Reproduce word for word the lines between those holding "box: [0, 0, 862, 146]" and "34L0 4L1 127L35", inclusive, and nothing else from the data below.

---------- MATERIAL SHOWN ----------

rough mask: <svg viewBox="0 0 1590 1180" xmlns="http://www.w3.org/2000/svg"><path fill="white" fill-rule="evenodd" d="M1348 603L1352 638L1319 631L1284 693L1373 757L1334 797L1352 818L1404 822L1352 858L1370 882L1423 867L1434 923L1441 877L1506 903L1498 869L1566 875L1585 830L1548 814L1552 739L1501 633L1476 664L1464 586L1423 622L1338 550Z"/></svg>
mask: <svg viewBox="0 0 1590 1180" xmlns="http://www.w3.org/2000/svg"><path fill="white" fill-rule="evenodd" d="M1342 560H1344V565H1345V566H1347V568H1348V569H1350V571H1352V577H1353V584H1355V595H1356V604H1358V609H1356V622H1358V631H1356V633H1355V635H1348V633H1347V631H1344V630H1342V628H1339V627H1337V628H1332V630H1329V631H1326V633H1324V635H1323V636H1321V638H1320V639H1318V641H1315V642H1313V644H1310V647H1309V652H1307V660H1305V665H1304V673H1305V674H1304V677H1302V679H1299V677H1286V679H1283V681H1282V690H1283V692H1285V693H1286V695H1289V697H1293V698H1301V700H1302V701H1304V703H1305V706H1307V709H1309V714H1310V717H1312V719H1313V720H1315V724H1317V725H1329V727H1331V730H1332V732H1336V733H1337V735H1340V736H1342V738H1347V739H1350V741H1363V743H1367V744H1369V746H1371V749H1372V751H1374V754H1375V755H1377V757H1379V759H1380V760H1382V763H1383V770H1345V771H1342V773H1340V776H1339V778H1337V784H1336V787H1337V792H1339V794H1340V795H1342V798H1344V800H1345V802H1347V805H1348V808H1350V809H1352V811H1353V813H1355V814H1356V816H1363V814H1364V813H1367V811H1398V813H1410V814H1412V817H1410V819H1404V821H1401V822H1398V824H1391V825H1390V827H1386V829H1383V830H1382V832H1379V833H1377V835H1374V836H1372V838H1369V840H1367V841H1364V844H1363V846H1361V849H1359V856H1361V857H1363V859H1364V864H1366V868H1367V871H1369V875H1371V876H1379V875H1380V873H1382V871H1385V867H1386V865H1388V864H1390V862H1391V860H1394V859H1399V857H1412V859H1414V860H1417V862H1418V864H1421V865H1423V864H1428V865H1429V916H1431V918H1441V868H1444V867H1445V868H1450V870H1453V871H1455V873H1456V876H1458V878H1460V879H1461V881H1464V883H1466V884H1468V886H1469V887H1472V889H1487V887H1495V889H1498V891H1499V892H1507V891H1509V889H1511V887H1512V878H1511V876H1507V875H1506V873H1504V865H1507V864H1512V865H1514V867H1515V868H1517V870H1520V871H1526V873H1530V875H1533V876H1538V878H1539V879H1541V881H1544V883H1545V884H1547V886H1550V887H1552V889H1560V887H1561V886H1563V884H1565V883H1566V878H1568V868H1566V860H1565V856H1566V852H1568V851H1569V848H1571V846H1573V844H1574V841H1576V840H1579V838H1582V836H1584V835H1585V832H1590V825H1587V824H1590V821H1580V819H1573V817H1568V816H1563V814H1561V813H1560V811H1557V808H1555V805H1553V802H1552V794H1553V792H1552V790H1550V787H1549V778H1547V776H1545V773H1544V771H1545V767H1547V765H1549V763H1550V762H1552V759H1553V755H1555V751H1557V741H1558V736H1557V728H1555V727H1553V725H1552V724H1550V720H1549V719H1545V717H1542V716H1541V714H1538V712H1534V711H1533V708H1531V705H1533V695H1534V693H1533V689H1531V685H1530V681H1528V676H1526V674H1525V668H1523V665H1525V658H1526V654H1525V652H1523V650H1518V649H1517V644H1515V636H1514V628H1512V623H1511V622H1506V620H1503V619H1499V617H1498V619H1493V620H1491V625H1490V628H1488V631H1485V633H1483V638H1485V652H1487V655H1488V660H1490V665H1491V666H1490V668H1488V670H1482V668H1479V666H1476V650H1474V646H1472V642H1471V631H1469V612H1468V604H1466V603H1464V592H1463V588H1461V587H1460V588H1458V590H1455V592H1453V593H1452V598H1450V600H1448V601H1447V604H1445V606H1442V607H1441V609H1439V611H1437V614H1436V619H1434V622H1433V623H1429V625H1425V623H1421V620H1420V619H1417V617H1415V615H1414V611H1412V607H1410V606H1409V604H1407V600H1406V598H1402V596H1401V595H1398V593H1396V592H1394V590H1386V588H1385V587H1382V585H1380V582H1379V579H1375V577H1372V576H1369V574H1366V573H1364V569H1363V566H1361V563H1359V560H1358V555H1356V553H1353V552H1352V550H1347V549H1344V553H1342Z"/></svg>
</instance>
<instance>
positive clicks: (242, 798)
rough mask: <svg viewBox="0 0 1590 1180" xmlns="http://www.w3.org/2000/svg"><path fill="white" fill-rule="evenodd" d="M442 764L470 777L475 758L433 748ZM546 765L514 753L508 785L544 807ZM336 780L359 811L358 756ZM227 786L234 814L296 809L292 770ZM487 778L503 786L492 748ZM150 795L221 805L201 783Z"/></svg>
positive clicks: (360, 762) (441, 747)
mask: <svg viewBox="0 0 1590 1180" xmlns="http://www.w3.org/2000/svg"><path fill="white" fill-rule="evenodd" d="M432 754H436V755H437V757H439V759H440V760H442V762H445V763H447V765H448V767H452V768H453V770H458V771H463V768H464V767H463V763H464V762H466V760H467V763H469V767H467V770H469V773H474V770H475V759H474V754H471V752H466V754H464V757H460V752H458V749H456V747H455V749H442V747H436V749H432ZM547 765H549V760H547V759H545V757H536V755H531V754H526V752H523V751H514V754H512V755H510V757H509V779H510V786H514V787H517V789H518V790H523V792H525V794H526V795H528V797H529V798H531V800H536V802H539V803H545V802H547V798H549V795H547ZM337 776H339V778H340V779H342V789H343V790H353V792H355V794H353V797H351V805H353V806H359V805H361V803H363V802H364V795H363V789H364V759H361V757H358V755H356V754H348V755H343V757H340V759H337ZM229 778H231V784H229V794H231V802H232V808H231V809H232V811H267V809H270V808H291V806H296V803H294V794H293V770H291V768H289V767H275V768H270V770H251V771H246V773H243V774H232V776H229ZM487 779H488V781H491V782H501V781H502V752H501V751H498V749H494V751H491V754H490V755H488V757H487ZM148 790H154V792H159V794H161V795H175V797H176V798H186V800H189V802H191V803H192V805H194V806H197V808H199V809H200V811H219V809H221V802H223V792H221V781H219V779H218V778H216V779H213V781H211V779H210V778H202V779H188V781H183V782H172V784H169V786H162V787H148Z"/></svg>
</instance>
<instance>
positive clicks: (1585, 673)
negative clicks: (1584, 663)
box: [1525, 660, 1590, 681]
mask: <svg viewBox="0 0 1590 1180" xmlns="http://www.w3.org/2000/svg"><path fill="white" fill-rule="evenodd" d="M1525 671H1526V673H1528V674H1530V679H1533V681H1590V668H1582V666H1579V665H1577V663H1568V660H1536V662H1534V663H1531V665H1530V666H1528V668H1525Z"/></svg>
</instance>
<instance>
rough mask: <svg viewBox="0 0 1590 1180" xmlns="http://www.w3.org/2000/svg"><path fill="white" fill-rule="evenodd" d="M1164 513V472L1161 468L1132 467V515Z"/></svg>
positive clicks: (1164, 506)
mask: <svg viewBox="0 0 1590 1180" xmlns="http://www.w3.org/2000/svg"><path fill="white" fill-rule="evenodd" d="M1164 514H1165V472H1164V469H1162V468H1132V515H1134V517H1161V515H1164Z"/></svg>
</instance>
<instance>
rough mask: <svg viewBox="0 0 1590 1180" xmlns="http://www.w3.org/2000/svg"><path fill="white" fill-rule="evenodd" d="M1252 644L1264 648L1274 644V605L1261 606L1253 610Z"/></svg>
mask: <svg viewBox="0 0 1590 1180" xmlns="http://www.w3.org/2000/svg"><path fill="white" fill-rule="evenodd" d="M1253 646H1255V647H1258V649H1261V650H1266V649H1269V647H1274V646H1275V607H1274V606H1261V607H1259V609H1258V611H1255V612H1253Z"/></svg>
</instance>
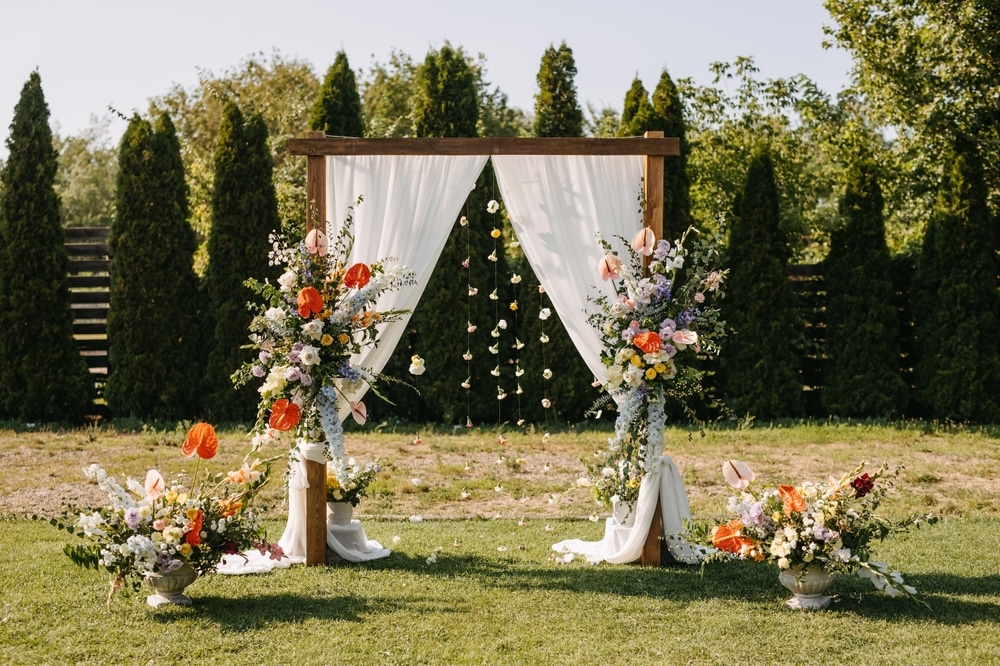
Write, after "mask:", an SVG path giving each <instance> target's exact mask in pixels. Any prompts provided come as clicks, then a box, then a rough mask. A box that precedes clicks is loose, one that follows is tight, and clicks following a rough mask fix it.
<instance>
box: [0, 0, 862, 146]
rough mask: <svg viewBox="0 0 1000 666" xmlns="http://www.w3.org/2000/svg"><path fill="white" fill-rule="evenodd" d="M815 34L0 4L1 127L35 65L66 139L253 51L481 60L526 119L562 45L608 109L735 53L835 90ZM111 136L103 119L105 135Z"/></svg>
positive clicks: (136, 107) (52, 114)
mask: <svg viewBox="0 0 1000 666" xmlns="http://www.w3.org/2000/svg"><path fill="white" fill-rule="evenodd" d="M830 24H832V21H831V19H830V17H829V15H828V13H827V12H826V10H825V9H824V8H823V3H822V0H704V1H700V2H698V1H694V0H659V1H656V0H631V1H630V2H615V1H614V0H499V1H496V2H482V1H481V0H464V2H458V1H456V0H381V1H380V0H350V1H345V0H311V1H310V0H272V1H270V2H267V1H265V0H240V1H237V0H170V1H168V2H163V1H162V0H160V1H159V2H147V1H146V0H130V1H128V0H120V1H114V0H31V1H30V2H29V1H28V0H0V25H2V26H3V30H2V32H3V38H2V39H0V127H2V128H3V129H2V134H3V136H4V139H6V137H7V136H9V127H10V123H11V119H12V117H13V114H14V106H15V105H16V104H17V100H18V98H19V96H20V93H21V88H22V87H23V85H24V83H25V81H26V80H27V79H28V76H29V75H30V74H31V72H32V71H33V70H35V69H37V70H38V72H39V73H40V75H41V77H42V89H43V90H44V92H45V97H46V100H47V101H48V104H49V110H50V112H51V124H52V127H53V130H54V131H56V132H58V133H59V134H61V135H64V136H65V135H72V134H78V133H80V132H81V131H82V130H84V129H85V128H87V127H88V125H90V124H91V117H92V116H97V117H103V116H109V115H110V114H109V112H108V110H107V109H108V107H109V106H111V107H114V108H115V109H116V110H118V111H120V112H122V113H124V114H125V115H130V114H131V113H132V112H133V111H138V112H140V113H143V112H145V111H146V109H147V107H148V100H149V99H150V98H153V97H157V96H160V95H163V94H165V93H166V92H168V91H169V90H170V89H171V88H172V87H173V86H174V85H181V86H184V87H186V88H193V87H194V86H195V85H196V84H197V81H198V72H199V70H209V71H212V72H215V73H217V74H221V73H222V72H224V71H226V70H228V69H232V68H234V67H236V66H237V65H239V64H240V63H241V62H242V61H243V60H244V59H246V58H247V57H248V56H250V55H252V54H255V53H264V54H265V55H270V54H271V53H272V52H273V51H274V50H278V51H279V52H280V53H281V54H282V55H283V56H285V57H286V58H295V59H298V60H303V61H306V62H309V63H310V64H311V65H312V66H313V69H314V71H316V72H317V74H318V75H319V76H322V75H323V74H324V73H325V71H326V69H327V68H328V67H329V66H330V65H331V64H332V63H333V59H334V57H335V55H336V53H337V51H338V50H340V49H343V50H344V51H345V52H346V53H347V57H348V60H349V62H350V63H351V67H352V68H353V69H355V70H356V71H357V70H362V71H363V72H367V71H368V70H369V68H370V67H371V66H372V65H373V64H374V63H376V62H382V63H385V62H386V61H388V59H389V56H390V53H391V51H392V49H398V50H401V51H403V52H405V53H408V54H409V55H410V56H411V57H412V58H413V60H414V61H415V62H420V61H422V60H423V58H424V56H425V55H426V54H427V52H428V51H429V50H431V49H437V48H440V47H441V46H442V45H443V44H444V43H445V41H446V40H447V41H448V42H450V43H451V44H452V45H453V46H461V47H462V48H463V49H464V50H465V51H466V52H467V53H470V54H479V53H482V54H483V55H484V56H485V58H486V79H487V80H488V81H490V82H491V83H492V84H493V85H494V86H497V87H499V88H500V90H502V91H503V92H504V93H506V94H507V96H508V103H509V105H510V106H514V107H519V108H521V109H524V110H525V111H527V112H528V113H529V114H530V113H531V112H532V109H533V107H534V94H535V93H536V92H537V84H536V81H535V77H536V75H537V73H538V66H539V63H540V60H541V57H542V54H543V53H544V51H545V49H546V48H547V47H549V46H550V45H554V46H559V44H560V43H561V42H563V41H565V42H566V43H567V45H568V46H569V47H570V48H571V49H572V50H573V55H574V58H575V60H576V66H577V71H578V73H577V77H576V87H577V95H578V98H579V99H580V101H581V103H582V104H586V103H588V102H589V103H591V104H593V105H594V106H595V107H596V108H602V107H604V106H613V107H615V108H617V109H621V105H622V100H623V99H624V97H625V92H626V91H627V90H628V88H629V86H630V85H631V82H632V79H633V78H634V77H635V76H639V78H640V79H642V81H643V83H644V85H645V86H646V88H647V89H648V90H652V89H653V88H654V87H655V86H656V82H657V81H658V80H659V77H660V73H661V72H662V70H663V69H664V68H666V69H667V71H669V72H670V75H671V76H672V77H673V78H674V79H675V80H676V79H679V78H683V77H691V78H693V79H694V81H695V82H696V83H698V84H700V85H708V84H710V83H711V82H712V76H711V73H710V71H709V65H710V63H712V62H718V61H725V62H732V61H733V60H734V59H735V58H736V57H737V56H752V57H753V58H754V59H755V61H756V64H757V66H758V68H759V69H760V76H761V77H763V78H778V77H787V76H793V75H796V74H805V75H807V76H809V77H810V78H812V79H813V80H814V81H815V82H816V83H817V84H818V85H819V87H820V88H822V89H823V90H825V91H827V92H828V93H831V94H835V93H836V92H838V91H839V90H841V89H842V88H844V87H845V86H846V85H847V84H848V82H849V70H850V67H851V61H850V57H849V56H848V54H847V53H846V52H844V51H842V50H839V49H831V50H826V49H823V47H822V42H823V40H824V35H823V26H824V25H830ZM124 129H125V122H124V121H121V120H119V119H117V118H113V119H112V122H111V127H110V130H111V133H112V135H113V136H112V137H111V138H112V139H113V140H114V141H117V140H118V138H119V137H120V136H121V133H122V132H123V131H124ZM306 129H307V128H303V132H305V130H306ZM5 143H6V141H4V144H5ZM6 153H7V149H6V146H5V145H2V146H0V157H3V156H5V155H6Z"/></svg>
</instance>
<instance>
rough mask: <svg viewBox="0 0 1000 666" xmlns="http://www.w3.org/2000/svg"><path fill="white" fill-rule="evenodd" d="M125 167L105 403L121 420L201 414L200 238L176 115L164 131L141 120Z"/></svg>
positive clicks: (115, 226) (119, 230)
mask: <svg viewBox="0 0 1000 666" xmlns="http://www.w3.org/2000/svg"><path fill="white" fill-rule="evenodd" d="M118 162H119V165H120V169H119V172H118V178H117V185H116V192H115V208H116V215H115V217H114V220H113V222H112V225H111V234H110V237H109V239H108V245H109V250H110V254H111V269H110V272H111V293H110V296H111V309H110V310H109V312H108V339H109V341H110V350H109V352H108V354H109V362H110V366H111V368H110V373H109V375H108V382H107V385H106V387H105V392H104V393H105V397H106V398H107V402H108V406H109V408H110V409H111V411H112V413H113V414H114V415H116V416H135V417H140V418H170V419H179V418H191V417H192V416H193V415H194V414H195V412H196V410H197V407H198V391H197V386H198V384H197V377H198V375H199V373H200V370H201V367H202V366H201V364H200V363H199V358H198V354H199V350H200V348H201V344H200V342H201V341H200V340H199V339H198V334H199V328H198V321H199V315H200V312H199V308H198V302H199V301H198V278H197V276H196V275H195V272H194V252H195V250H196V249H197V239H196V238H195V234H194V231H193V230H192V229H191V226H190V225H189V224H188V220H187V217H188V204H187V185H186V183H185V180H184V163H183V162H182V160H181V151H180V142H179V141H178V140H177V133H176V131H175V129H174V125H173V122H172V121H171V120H170V116H168V115H167V114H165V113H164V114H161V115H160V117H159V118H158V119H157V122H156V128H155V129H154V128H153V127H152V126H151V125H150V123H149V122H148V121H147V120H145V119H143V118H140V117H139V116H138V115H135V116H133V117H132V119H131V120H130V121H129V125H128V128H127V129H126V131H125V134H124V136H123V137H122V140H121V147H120V149H119V153H118ZM192 380H194V382H193V383H192Z"/></svg>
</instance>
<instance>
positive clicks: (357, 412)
mask: <svg viewBox="0 0 1000 666" xmlns="http://www.w3.org/2000/svg"><path fill="white" fill-rule="evenodd" d="M351 416H353V417H354V420H355V421H356V422H357V424H358V425H364V424H365V421H367V420H368V408H367V407H365V403H363V402H360V401H358V402H353V401H352V402H351Z"/></svg>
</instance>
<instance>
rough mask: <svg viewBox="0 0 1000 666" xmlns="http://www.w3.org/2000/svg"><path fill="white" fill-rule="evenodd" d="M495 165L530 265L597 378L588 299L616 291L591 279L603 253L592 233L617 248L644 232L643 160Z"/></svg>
mask: <svg viewBox="0 0 1000 666" xmlns="http://www.w3.org/2000/svg"><path fill="white" fill-rule="evenodd" d="M493 166H494V167H495V170H496V177H497V182H498V183H499V185H500V192H501V193H502V194H503V200H504V205H505V206H506V207H507V212H508V213H509V214H510V218H511V223H512V224H513V225H514V231H515V232H516V233H517V237H518V239H519V240H520V241H521V247H522V249H524V254H525V256H526V257H527V258H528V263H530V264H531V268H532V269H533V270H534V271H535V275H537V276H538V279H539V280H540V282H541V284H542V285H543V286H544V287H545V293H546V294H547V295H548V296H549V298H550V299H551V300H552V305H553V306H554V307H555V309H556V312H558V313H559V318H560V319H561V320H562V322H563V324H564V325H565V326H566V331H567V333H568V334H569V336H570V338H571V339H572V340H573V343H574V344H575V345H576V348H577V349H578V350H579V352H580V355H581V356H582V357H583V359H584V360H585V361H586V363H587V366H588V367H589V368H590V370H591V371H592V372H593V373H594V375H595V376H596V377H598V378H601V379H603V378H604V366H603V365H602V364H601V360H600V357H601V336H600V334H599V333H598V332H597V331H595V330H594V329H593V328H592V327H591V326H590V325H589V324H587V310H588V306H589V309H593V306H590V304H589V303H588V302H587V296H588V295H592V294H596V293H598V291H597V290H601V291H603V292H604V293H607V294H608V295H609V296H611V295H613V293H614V291H613V289H612V288H611V284H610V283H606V282H602V281H601V279H600V277H599V276H598V274H597V264H598V262H599V261H600V259H601V257H602V256H604V250H603V249H601V246H600V245H599V244H598V242H597V237H596V234H597V233H598V232H600V233H601V235H602V236H604V238H605V240H608V241H610V242H612V243H615V244H618V242H617V241H616V240H615V239H614V236H616V235H620V236H624V237H625V238H626V239H627V240H630V239H631V238H632V236H633V234H635V232H636V231H638V230H639V229H640V228H642V214H641V213H640V212H639V199H638V198H639V195H640V189H641V187H642V171H643V158H642V156H639V155H635V156H632V155H627V156H617V155H615V156H608V155H497V156H494V157H493ZM618 246H619V247H620V244H619V245H618Z"/></svg>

----------

• _RESULT OF THE EXERCISE_:
box: [0, 0, 862, 146]
rough mask: <svg viewBox="0 0 1000 666" xmlns="http://www.w3.org/2000/svg"><path fill="white" fill-rule="evenodd" d="M815 34L0 4L1 127L35 65L66 139L253 51L481 60L526 119L562 45L608 109L735 53L835 90ZM111 136L103 119L105 135Z"/></svg>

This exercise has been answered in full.